>> begin DOCUMENT EXTRACT

Single by Bill Anderson

from the album Bill
- B-side: "Gonna Shine It On Again"
- Released: November 19, 1973
- Genre: Country
- Label: MCA
- Songwriters: Pee Wee Maddux Mario Carpenter Pete McCord
- Producer: Owen Bradley

Bill Anderson singles chronology
| "The Corner of My Life" (1973) | "World of Make Believe" (1973) | "Can I Come Home to You" (1974) |

= World of Make Believe =

"World of Make Believe" is a 1973 single by Bill Anderson. "World of Make Believe" was Bill Anderson's last number one as a solo artist. The single stayed at number one for a single week and spent a total of twelve weeks on the country chart. An earlier version of the song is credited to Battiste (Kevin 104, released in 1962, from Mobile, Alabama). A fourth composer, "Smith" (no first name given) is also credited on the label. The original version was probably from 1959 or earlier, when the song was recorded in 1959 by Willie Loftin & the Discords and by Johnny Bragg. Like Battiste, Loftin's record label, Smoke, is from Mobile, Alabama. The Bragg version was on Decca. Both Loftin and Bragg are/were African-American. Smoke Records was distributed by Sandy Records, the Mobile-based label which had hits by Travis & Bob ("Tell Him No," "Lovers' Rendezvous"). The song may date back to 1956.

>> end DOCUMENT EXTRACT
>> begin DATA SUPPLIED

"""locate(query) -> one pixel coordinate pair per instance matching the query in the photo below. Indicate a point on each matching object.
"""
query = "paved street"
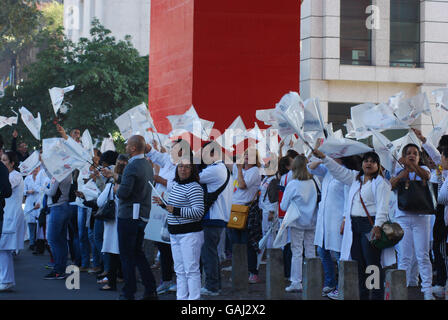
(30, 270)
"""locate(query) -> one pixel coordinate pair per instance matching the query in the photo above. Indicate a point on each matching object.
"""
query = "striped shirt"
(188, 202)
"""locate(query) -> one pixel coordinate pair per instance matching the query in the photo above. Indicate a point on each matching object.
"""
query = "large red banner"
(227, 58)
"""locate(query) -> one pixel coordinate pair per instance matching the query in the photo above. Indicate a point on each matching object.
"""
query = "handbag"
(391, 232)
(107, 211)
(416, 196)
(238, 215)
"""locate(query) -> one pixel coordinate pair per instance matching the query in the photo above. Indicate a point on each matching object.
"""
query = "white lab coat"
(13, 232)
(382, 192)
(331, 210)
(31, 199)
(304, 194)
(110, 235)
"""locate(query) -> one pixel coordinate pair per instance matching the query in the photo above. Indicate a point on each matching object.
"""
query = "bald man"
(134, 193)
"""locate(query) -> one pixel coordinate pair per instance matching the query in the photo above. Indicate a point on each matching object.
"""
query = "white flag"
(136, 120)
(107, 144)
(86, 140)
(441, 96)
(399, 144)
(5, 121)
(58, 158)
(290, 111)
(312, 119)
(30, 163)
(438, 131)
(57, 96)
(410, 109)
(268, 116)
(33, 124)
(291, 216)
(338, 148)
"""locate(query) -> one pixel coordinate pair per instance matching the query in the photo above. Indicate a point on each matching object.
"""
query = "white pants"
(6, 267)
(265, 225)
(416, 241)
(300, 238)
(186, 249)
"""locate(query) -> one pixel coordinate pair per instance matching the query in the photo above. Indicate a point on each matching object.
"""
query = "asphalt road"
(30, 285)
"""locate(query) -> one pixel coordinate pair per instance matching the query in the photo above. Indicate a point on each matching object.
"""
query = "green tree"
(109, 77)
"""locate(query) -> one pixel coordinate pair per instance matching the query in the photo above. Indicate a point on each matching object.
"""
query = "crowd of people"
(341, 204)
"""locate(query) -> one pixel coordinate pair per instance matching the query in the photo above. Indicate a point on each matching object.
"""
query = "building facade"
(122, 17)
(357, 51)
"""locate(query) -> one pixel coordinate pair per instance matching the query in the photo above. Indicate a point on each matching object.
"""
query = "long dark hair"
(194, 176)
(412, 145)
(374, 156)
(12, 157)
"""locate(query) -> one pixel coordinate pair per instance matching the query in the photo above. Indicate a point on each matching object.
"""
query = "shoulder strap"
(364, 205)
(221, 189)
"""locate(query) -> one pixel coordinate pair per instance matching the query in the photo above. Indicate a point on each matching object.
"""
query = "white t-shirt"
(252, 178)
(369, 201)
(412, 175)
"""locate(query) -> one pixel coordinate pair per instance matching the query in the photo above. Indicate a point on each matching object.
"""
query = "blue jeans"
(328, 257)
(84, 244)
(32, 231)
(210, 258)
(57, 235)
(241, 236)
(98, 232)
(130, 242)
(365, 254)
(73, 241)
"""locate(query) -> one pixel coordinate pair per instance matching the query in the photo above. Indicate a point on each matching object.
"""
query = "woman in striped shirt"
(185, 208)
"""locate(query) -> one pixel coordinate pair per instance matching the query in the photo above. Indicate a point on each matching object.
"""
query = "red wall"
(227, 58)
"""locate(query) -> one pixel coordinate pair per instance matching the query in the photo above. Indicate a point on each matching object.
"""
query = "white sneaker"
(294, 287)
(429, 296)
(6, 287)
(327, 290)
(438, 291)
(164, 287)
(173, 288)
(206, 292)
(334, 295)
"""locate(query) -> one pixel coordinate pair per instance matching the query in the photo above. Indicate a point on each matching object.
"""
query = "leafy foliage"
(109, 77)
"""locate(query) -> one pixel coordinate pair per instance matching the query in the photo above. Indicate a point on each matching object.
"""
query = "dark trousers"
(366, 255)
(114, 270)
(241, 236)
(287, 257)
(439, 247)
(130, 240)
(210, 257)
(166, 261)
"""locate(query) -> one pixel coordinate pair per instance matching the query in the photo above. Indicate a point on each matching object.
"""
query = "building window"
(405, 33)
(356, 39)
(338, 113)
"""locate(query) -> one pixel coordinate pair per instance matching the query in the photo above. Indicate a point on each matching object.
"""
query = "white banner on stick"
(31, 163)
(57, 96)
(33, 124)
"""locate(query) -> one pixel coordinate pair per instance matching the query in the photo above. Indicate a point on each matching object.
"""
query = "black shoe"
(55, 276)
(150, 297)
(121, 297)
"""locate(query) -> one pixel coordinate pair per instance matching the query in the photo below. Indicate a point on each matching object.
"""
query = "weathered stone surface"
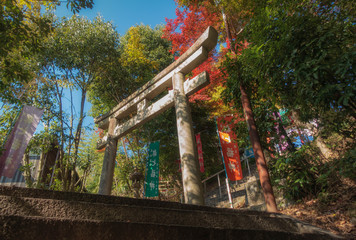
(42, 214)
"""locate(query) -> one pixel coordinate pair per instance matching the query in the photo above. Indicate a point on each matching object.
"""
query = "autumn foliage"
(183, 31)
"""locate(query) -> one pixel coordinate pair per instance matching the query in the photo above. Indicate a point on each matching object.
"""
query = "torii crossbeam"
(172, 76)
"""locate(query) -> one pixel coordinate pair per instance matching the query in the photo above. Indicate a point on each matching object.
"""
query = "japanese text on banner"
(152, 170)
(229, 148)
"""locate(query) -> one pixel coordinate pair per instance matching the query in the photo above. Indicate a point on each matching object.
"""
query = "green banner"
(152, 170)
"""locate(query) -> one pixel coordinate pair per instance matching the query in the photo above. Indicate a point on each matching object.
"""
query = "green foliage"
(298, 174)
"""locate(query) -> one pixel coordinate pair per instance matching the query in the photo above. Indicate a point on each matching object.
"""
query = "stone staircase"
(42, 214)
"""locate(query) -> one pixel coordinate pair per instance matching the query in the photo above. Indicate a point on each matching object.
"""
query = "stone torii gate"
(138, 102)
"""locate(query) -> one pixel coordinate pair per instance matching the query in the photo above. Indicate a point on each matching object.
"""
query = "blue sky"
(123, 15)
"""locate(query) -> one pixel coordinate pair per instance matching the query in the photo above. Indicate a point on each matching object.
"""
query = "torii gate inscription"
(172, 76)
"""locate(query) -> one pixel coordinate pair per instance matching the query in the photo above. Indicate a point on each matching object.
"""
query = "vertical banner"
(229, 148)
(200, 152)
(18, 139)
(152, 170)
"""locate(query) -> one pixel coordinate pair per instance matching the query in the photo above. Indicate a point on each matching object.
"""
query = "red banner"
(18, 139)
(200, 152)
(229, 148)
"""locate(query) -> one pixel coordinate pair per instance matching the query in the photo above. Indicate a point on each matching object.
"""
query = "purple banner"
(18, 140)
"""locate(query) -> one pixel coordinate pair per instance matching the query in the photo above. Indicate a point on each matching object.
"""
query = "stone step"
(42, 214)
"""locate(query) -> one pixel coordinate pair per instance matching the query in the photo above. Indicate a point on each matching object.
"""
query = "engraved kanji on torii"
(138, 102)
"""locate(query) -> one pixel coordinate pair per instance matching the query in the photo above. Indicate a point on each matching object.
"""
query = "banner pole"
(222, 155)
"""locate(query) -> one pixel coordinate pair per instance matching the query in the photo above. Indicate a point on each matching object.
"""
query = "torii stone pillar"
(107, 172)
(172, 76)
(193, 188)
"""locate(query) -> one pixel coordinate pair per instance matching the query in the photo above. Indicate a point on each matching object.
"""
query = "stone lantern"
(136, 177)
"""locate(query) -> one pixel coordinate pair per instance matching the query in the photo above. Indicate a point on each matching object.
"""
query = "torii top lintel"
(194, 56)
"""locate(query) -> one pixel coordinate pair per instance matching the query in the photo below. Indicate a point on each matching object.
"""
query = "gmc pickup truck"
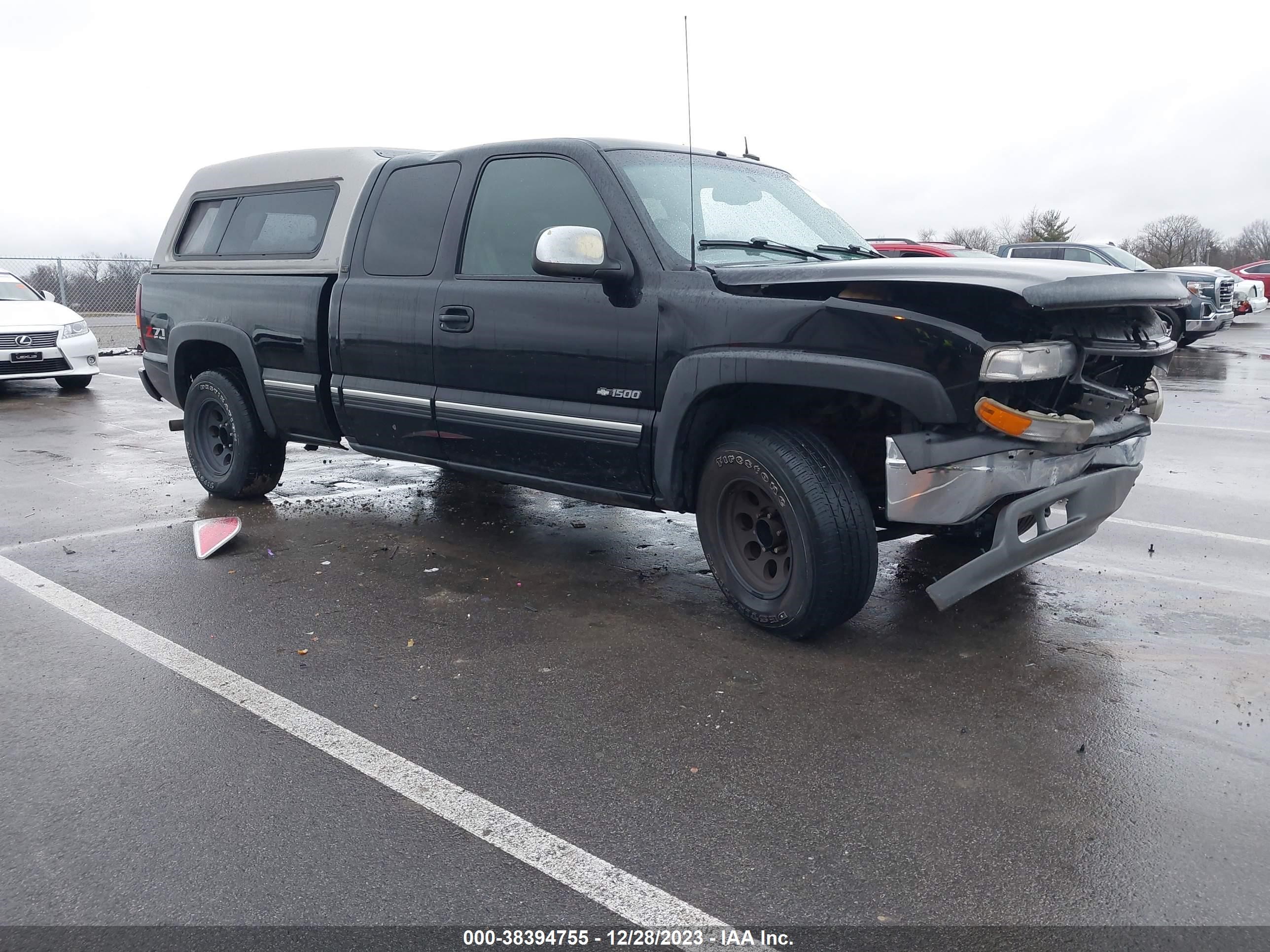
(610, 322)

>> end DATA SUPPLIED
>> begin DATA SUPPLIED

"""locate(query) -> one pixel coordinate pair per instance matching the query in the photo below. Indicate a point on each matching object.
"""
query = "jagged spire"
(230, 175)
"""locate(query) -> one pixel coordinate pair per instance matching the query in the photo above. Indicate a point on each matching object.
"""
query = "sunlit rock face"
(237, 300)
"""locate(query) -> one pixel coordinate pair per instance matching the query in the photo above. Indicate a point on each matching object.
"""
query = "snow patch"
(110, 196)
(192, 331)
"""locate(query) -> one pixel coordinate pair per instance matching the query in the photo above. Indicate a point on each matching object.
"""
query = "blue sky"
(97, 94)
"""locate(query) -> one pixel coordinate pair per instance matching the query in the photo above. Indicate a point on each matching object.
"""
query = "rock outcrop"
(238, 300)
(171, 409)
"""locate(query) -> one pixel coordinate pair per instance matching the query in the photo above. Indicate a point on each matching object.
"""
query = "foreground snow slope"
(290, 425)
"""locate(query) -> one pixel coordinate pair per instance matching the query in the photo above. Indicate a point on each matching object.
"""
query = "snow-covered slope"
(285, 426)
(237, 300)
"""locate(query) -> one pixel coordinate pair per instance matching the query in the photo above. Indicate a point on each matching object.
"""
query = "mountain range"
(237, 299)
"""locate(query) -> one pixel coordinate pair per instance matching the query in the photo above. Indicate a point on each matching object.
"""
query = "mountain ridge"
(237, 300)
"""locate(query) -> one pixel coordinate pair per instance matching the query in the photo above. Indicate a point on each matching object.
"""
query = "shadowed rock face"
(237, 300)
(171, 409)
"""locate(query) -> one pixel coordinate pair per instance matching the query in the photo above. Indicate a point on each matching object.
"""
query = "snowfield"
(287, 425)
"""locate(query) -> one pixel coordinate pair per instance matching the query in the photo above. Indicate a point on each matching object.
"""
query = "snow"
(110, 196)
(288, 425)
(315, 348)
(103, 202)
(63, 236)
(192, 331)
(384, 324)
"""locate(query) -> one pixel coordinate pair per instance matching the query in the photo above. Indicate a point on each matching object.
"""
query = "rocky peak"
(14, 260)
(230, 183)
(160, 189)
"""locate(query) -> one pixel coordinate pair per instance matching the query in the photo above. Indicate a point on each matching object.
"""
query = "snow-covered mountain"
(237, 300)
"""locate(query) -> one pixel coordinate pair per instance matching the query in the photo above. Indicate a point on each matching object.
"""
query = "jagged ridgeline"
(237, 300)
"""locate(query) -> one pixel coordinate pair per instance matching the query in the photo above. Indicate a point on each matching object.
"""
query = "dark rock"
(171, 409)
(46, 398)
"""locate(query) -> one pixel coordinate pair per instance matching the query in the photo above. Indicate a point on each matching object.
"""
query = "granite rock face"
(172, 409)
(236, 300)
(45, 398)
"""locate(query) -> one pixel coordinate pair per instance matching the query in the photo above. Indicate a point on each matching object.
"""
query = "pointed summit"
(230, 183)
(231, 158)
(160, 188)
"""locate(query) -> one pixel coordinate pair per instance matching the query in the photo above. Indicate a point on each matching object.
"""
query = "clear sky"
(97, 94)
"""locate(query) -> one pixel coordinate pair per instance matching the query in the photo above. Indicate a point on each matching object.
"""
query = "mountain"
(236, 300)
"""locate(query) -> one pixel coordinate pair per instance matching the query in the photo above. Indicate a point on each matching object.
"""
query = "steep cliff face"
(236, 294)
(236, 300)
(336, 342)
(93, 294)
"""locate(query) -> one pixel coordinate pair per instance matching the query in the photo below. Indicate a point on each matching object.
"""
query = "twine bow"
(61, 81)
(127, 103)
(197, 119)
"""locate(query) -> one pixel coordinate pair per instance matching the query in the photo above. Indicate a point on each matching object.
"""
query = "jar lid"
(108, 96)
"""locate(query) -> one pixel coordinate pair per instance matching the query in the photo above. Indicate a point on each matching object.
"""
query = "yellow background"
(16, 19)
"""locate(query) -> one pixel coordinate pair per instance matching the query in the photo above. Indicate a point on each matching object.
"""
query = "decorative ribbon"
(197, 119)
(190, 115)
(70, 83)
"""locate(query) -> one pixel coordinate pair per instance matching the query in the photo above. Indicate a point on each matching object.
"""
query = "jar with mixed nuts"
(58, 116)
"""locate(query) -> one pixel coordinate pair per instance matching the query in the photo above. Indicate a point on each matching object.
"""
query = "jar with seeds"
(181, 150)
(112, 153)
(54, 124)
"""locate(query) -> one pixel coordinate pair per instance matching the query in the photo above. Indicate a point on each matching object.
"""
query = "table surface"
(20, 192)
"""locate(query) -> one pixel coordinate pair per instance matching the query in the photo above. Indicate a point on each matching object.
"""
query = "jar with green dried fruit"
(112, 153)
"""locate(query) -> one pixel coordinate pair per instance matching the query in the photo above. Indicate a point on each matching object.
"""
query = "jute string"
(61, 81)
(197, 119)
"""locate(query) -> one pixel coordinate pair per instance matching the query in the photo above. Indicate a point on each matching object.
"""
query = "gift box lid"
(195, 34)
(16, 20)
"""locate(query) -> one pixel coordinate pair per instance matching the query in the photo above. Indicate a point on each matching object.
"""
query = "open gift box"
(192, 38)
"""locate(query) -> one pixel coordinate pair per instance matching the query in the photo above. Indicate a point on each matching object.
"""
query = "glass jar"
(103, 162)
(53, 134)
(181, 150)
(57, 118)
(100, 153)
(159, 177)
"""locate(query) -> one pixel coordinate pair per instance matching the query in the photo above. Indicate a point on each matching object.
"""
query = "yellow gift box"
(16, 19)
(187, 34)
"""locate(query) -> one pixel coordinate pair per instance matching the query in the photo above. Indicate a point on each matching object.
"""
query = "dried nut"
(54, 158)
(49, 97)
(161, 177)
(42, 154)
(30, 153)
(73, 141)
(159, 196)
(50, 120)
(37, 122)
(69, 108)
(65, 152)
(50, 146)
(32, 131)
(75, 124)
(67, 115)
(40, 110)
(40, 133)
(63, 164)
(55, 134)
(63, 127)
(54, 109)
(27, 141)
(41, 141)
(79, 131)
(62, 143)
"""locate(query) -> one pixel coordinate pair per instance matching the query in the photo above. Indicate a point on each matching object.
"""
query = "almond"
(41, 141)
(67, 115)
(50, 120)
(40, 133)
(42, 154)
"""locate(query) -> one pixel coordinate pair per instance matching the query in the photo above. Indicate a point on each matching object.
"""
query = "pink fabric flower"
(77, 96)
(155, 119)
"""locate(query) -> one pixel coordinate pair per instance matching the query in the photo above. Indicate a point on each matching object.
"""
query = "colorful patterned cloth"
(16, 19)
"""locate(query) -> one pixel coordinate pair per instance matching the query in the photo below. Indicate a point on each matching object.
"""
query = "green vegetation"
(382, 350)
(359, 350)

>> end DATA SUPPLIED

→ CHALLENGE A:
In the article on "World of Make Believe," how many weeks did the single spend on the country chart in total?
→ CHALLENGE B:
Report each line of the entries that contains the string "gift". Matching is case-sensitive.
The entries are unrelated to the article on "World of Make Believe."

→ RIGHT ANSWER A:
Twelve weeks.

→ RIGHT ANSWER B:
query = "gift box lid"
query = "open gift box"
query = "yellow gift box"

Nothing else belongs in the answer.